Task details:
Copy the data below, replacing every "simplified polygon" with "closed polygon" and changing nothing else; omit the pictures.
-- begin --
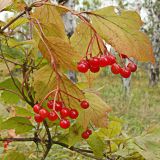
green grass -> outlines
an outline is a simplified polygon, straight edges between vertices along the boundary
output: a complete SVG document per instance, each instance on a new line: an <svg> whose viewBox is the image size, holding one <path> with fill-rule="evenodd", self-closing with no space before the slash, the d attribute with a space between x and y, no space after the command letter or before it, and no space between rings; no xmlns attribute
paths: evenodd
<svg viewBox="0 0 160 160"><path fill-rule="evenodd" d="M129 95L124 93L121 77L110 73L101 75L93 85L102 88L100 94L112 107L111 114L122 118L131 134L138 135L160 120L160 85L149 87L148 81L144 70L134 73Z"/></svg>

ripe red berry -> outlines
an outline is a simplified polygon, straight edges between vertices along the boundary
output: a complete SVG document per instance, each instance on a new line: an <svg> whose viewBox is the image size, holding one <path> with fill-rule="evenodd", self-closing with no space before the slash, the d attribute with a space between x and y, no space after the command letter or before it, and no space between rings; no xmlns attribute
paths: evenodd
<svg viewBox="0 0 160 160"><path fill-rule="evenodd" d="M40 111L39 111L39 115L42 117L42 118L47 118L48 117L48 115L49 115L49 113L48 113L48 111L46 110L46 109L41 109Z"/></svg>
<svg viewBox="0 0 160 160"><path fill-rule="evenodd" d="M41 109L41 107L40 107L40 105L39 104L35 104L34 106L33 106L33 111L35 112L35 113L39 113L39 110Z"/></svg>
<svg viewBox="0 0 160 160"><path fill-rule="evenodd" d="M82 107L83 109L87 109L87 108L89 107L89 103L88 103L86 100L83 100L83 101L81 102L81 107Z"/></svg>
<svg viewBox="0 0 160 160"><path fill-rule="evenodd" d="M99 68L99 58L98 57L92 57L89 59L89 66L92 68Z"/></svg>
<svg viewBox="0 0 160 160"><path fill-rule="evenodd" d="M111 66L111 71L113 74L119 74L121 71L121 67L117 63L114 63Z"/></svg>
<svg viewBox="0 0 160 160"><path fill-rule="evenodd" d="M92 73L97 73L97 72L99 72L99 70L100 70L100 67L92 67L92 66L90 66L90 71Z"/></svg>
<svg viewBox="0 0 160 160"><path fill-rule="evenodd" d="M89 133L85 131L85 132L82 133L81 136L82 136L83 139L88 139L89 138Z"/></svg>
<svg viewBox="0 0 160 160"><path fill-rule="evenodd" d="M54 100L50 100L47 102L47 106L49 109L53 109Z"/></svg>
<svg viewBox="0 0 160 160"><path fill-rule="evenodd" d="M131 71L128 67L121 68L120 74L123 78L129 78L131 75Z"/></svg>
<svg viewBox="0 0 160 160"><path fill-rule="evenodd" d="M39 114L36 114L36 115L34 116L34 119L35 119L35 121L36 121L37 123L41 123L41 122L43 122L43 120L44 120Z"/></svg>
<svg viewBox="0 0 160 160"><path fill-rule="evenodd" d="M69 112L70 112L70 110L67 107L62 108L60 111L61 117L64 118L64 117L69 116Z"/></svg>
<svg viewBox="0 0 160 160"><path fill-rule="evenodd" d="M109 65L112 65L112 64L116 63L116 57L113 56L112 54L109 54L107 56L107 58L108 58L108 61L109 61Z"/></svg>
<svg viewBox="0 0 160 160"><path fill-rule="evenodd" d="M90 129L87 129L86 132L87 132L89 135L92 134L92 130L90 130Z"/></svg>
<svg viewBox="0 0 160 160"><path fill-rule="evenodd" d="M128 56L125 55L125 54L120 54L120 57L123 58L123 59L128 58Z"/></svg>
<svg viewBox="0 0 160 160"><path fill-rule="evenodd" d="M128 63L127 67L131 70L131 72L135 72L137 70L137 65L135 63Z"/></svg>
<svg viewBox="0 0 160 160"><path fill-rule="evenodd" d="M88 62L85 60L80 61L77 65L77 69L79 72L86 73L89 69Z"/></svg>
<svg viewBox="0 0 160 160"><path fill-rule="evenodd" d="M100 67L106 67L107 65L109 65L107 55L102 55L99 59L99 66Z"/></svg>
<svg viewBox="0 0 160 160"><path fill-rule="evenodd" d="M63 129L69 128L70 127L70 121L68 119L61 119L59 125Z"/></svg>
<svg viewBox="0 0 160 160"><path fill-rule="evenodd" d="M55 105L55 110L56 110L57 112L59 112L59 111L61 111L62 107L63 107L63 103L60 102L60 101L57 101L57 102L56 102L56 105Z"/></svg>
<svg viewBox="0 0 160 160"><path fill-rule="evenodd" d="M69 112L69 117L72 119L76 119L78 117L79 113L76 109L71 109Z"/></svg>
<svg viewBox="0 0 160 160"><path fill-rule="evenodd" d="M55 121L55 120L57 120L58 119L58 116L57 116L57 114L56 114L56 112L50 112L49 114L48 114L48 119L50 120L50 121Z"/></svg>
-- end --
Result for this exercise:
green grass -> outlines
an outline is a closed polygon, straight edges between vertices along the boundary
output: a complete SVG document per instance, each instance on a new line: an <svg> whose viewBox is the image size, holding one <path> with fill-rule="evenodd", self-closing with no space before the slash, the d attribute with a space between x and y, no space after the command letter or before it, and no space between rings; no xmlns attribute
paths: evenodd
<svg viewBox="0 0 160 160"><path fill-rule="evenodd" d="M129 95L124 93L121 77L110 73L101 75L93 85L102 88L100 94L112 107L111 114L122 118L131 134L138 135L160 120L160 85L149 87L148 81L144 70L134 73Z"/></svg>

ripe red berry -> outlines
an outline is a closed polygon, straight edges between vertices along the boundary
output: a complete SVG document per instance, each instance on a new line: an <svg> whose viewBox is the image size, holding one <path> with fill-rule="evenodd", self-closing with no space before the slash, the d attribute with a space between x and y, no space after the command letter or before it, and no space between rings; no xmlns attribute
paths: evenodd
<svg viewBox="0 0 160 160"><path fill-rule="evenodd" d="M40 111L39 111L39 115L42 117L42 118L47 118L48 117L48 115L49 115L49 113L48 113L48 111L46 110L46 109L41 109Z"/></svg>
<svg viewBox="0 0 160 160"><path fill-rule="evenodd" d="M41 109L41 107L40 107L40 105L39 104L35 104L34 106L33 106L33 111L35 112L35 113L39 113L39 110Z"/></svg>
<svg viewBox="0 0 160 160"><path fill-rule="evenodd" d="M82 107L83 109L87 109L87 108L89 107L89 103L88 103L86 100L83 100L83 101L81 102L81 107Z"/></svg>
<svg viewBox="0 0 160 160"><path fill-rule="evenodd" d="M99 68L99 58L98 57L92 57L89 59L89 66L92 68Z"/></svg>
<svg viewBox="0 0 160 160"><path fill-rule="evenodd" d="M111 66L111 71L113 74L119 74L121 71L121 67L117 63L114 63Z"/></svg>
<svg viewBox="0 0 160 160"><path fill-rule="evenodd" d="M92 73L97 73L97 72L99 72L99 70L100 70L100 67L92 67L92 66L90 66L90 71Z"/></svg>
<svg viewBox="0 0 160 160"><path fill-rule="evenodd" d="M89 133L85 131L85 132L82 133L81 136L82 136L83 139L88 139L89 138Z"/></svg>
<svg viewBox="0 0 160 160"><path fill-rule="evenodd" d="M54 100L50 100L47 102L47 106L49 109L53 109Z"/></svg>
<svg viewBox="0 0 160 160"><path fill-rule="evenodd" d="M131 71L128 67L121 68L120 74L123 78L129 78L131 75Z"/></svg>
<svg viewBox="0 0 160 160"><path fill-rule="evenodd" d="M39 114L36 114L36 115L34 116L34 119L35 119L35 121L36 121L37 123L41 123L41 122L43 122L43 120L44 120Z"/></svg>
<svg viewBox="0 0 160 160"><path fill-rule="evenodd" d="M69 112L70 112L70 110L67 107L62 108L60 111L61 117L64 118L64 117L69 116Z"/></svg>
<svg viewBox="0 0 160 160"><path fill-rule="evenodd" d="M109 65L112 65L112 64L116 63L116 57L113 56L112 54L109 54L107 56L107 58L108 58L108 61L109 61Z"/></svg>
<svg viewBox="0 0 160 160"><path fill-rule="evenodd" d="M90 129L87 129L86 132L87 132L89 135L92 134L92 130L90 130Z"/></svg>
<svg viewBox="0 0 160 160"><path fill-rule="evenodd" d="M128 56L125 55L125 54L120 54L120 57L123 58L123 59L128 58Z"/></svg>
<svg viewBox="0 0 160 160"><path fill-rule="evenodd" d="M128 63L127 67L131 70L131 72L135 72L137 70L137 65L135 63Z"/></svg>
<svg viewBox="0 0 160 160"><path fill-rule="evenodd" d="M88 62L85 60L80 61L77 65L77 69L79 72L86 73L89 69Z"/></svg>
<svg viewBox="0 0 160 160"><path fill-rule="evenodd" d="M100 67L106 67L107 65L109 65L107 55L102 55L99 59L99 66Z"/></svg>
<svg viewBox="0 0 160 160"><path fill-rule="evenodd" d="M63 129L69 128L70 127L70 121L68 119L61 119L59 125Z"/></svg>
<svg viewBox="0 0 160 160"><path fill-rule="evenodd" d="M55 105L55 110L56 110L57 112L59 112L59 111L61 111L62 107L63 107L63 103L60 102L60 101L57 101L57 102L56 102L56 105Z"/></svg>
<svg viewBox="0 0 160 160"><path fill-rule="evenodd" d="M69 112L69 117L72 119L76 119L78 117L79 113L76 109L71 109Z"/></svg>
<svg viewBox="0 0 160 160"><path fill-rule="evenodd" d="M55 121L55 120L57 120L58 119L58 116L57 116L57 114L56 114L56 112L50 112L49 114L48 114L48 119L50 120L50 121Z"/></svg>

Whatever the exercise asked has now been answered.